● ATTIVITÀ
a: Nel brano sulla variante inglese, quanti anni ha il compagno dell'operatrice dell'Aise?
b: Nel brano, riscrivi in forma di elenco puntato il paragrafo che inizia con «La dipendente dell'intelligence nazionale», mantenendone i fatti principali.
c: Trascrivi senza alcuna modifica la parte del brano che si apre con le parole contenenti "ospedale militare celio" e si chiude con "13 dicembre scorso.".

● BRANO
╭──

Dal “Corriere della Sera”
controlli variante inglese
Nessun collegamento con la «variante inglese». A contagiare l'operatrice dell'Aise non sarebbe stato quindi il compagno, un ex ufficiale britannico, ora funzionario di banca impiegato in una filiale romana, che nei primi giorni di dicembre era stato nel Regno Unito ed era poi tornato a Roma in aereo. Una svolta negli accertamenti sanitari sulla coppia, finita la settimana scorsa alla ribalta della cronaca perché proprio la «007», una romana di 42 anni, era stata indicata come la prima paziente italiana affetta dalla mutazione del coronavirus che ha causato il blocco delle frontiere con la Gran Bretagna.
La dipendente dell'intelligence nazionale, monitorata dai medici dell'ospedale militare del Celio, dove è stato individuato per la prima volta in Italia il genoma «inglese» del Covid, è sempre in buone condizioni e in isolamento domiciliare, in attesa di un tampone negativo che ne autorizzi finalmente l'uscita dalla quarantena. A casa con lei, sempre in isolamento, c'è anche il compagno, di 45 anni, che è invece positivo al coronavirus, ma solo a quello «tradizionale»: gli esami di laboratorio non hanno evidenziato nel suo organismo la presenza della variante.
ospedale militare celio 2
Rimane quindi il mistero, come era già stato ipotizzato in un primo momento, su come questa mutazione possa essersi sviluppata - ma non è il primo caso in Italia - su una paziente che non si è recata in Gran Bretagna negli ultimi tempi. Un aspetto ora allo studio che potrebbe aprire nuovi scenari. Per il momento la prudenza è massima, anche perché non si capisce se l'assenza di contatti con i contagi d'oltremanica sia una conferma del fatto che la variante in questione in realtà non sia inglese e soprattutto che era presente in Italia all'inizio del mese, visto che la 42enne, dopo i primi sintomi - solo un lieve raffreddore - si è messa in autoisolamento già dal 13 dicembre scorso.

╰──

● VOCI FORNITE
╭──

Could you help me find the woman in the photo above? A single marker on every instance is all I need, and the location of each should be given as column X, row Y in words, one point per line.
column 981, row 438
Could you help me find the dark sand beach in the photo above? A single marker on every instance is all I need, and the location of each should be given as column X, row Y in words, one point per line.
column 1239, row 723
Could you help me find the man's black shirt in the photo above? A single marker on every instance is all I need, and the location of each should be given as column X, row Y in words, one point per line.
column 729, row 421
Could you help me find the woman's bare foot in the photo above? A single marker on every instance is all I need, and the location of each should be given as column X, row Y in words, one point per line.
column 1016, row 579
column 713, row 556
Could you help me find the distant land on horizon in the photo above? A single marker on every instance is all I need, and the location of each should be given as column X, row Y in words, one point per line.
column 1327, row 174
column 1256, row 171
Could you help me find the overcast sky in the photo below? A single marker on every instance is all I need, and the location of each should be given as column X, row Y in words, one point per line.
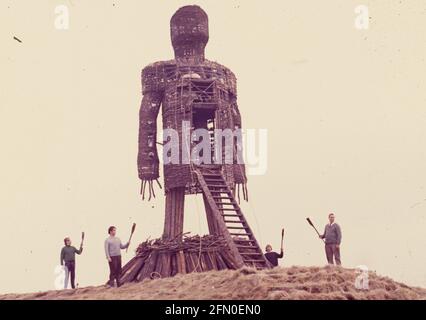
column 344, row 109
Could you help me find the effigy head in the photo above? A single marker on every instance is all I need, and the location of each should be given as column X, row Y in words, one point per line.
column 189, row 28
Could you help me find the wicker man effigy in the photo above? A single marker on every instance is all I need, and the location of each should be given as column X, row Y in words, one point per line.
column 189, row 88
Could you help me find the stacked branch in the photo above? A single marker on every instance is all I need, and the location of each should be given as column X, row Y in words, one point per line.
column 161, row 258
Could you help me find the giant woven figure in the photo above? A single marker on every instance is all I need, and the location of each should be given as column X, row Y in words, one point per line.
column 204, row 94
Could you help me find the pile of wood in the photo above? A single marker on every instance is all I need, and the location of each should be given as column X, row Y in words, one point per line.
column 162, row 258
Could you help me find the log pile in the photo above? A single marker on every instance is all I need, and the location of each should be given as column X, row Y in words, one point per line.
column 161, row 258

╰──
╭──

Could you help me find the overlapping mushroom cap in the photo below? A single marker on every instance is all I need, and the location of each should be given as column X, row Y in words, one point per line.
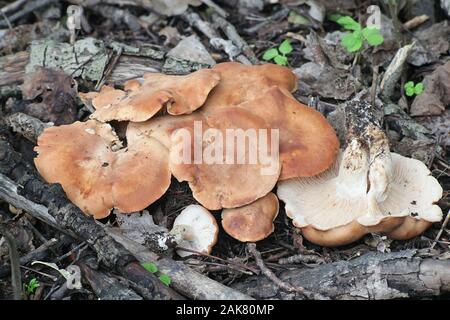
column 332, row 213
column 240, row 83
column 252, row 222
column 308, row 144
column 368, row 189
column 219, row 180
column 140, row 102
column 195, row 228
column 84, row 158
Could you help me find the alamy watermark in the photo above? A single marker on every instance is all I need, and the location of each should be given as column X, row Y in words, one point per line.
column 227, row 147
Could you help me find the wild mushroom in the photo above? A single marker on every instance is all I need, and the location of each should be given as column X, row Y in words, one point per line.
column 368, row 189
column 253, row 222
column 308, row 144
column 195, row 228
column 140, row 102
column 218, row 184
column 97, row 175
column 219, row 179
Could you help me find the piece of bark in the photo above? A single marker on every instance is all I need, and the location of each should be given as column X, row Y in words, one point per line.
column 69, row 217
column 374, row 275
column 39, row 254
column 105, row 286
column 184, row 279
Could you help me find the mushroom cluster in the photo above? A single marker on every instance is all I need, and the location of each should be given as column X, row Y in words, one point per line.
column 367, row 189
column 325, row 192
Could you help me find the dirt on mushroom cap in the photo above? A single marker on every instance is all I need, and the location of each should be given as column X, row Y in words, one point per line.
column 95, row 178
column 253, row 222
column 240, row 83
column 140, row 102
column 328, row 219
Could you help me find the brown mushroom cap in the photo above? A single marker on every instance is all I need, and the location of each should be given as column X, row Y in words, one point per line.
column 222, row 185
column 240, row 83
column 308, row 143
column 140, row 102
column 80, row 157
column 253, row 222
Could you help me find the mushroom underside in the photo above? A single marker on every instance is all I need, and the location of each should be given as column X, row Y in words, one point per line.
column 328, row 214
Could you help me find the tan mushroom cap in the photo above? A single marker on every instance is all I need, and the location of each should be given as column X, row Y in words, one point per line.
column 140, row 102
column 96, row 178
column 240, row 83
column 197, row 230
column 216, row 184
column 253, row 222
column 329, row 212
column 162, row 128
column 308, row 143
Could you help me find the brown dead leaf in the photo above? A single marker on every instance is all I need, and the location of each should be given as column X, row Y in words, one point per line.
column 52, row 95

╰──
╭──

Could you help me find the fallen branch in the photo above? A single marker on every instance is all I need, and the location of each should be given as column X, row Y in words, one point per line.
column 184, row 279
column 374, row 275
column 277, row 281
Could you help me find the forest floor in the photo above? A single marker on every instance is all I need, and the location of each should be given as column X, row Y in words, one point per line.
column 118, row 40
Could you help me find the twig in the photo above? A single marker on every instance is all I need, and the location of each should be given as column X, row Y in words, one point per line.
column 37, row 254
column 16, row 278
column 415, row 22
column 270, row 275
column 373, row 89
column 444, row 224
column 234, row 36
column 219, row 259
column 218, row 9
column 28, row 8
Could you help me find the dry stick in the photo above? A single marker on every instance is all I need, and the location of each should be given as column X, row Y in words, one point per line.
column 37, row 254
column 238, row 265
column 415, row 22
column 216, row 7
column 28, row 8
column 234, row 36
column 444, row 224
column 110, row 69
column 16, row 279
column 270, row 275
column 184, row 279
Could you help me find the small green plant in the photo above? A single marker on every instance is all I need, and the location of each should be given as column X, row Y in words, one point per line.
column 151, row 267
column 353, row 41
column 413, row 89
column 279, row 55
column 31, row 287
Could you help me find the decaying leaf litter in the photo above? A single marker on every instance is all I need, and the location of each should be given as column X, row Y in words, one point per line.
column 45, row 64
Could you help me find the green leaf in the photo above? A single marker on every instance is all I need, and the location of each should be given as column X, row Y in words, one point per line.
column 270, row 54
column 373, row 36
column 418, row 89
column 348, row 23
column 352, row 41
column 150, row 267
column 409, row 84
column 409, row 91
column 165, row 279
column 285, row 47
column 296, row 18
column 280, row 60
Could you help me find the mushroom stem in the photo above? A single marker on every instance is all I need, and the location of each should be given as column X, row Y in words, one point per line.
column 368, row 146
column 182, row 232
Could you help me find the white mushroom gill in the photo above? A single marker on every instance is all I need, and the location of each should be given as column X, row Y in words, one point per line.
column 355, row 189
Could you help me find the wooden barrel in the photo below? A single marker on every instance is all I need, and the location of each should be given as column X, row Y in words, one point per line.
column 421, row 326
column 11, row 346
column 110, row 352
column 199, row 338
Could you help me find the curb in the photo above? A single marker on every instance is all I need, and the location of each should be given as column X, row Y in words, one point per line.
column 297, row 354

╰──

● RISPOSTE
a: Ha 45 anni.

b:
- L'operatrice è seguita dai medici dell'ospedale militare del Celio, dove è stato individuato per la prima volta in Italia il genoma «inglese» del Covid.
- Sta bene ed è in isolamento domiciliare.
- Attende un tampone negativo per uscire dalla quarantena.
- Con lei, anch'egli in isolamento, c'è il compagno di 45 anni.
- Il compagno è positivo al coronavirus «tradizionale», ma gli esami non hanno rilevato la variante.

c:
ospedale militare celio 2
Rimane quindi il mistero, come era già stato ipotizzato in un primo momento, su come questa mutazione possa essersi sviluppata - ma non è il primo caso in Italia - su una paziente che non si è recata in Gran Bretagna negli ultimi tempi. Un aspetto ora allo studio che potrebbe aprire nuovi scenari. Per il momento la prudenza è massima, anche perché non si capisce se l'assenza di contatti con i contagi d'oltremanica sia una conferma del fatto che la variante in questione in realtà non sia inglese e soprattutto che era presente in Italia all'inizio del mese, visto che la 42enne, dopo i primi sintomi - solo un lieve raffreddore - si è messa in autoisolamento già dal 13 dicembre scorso.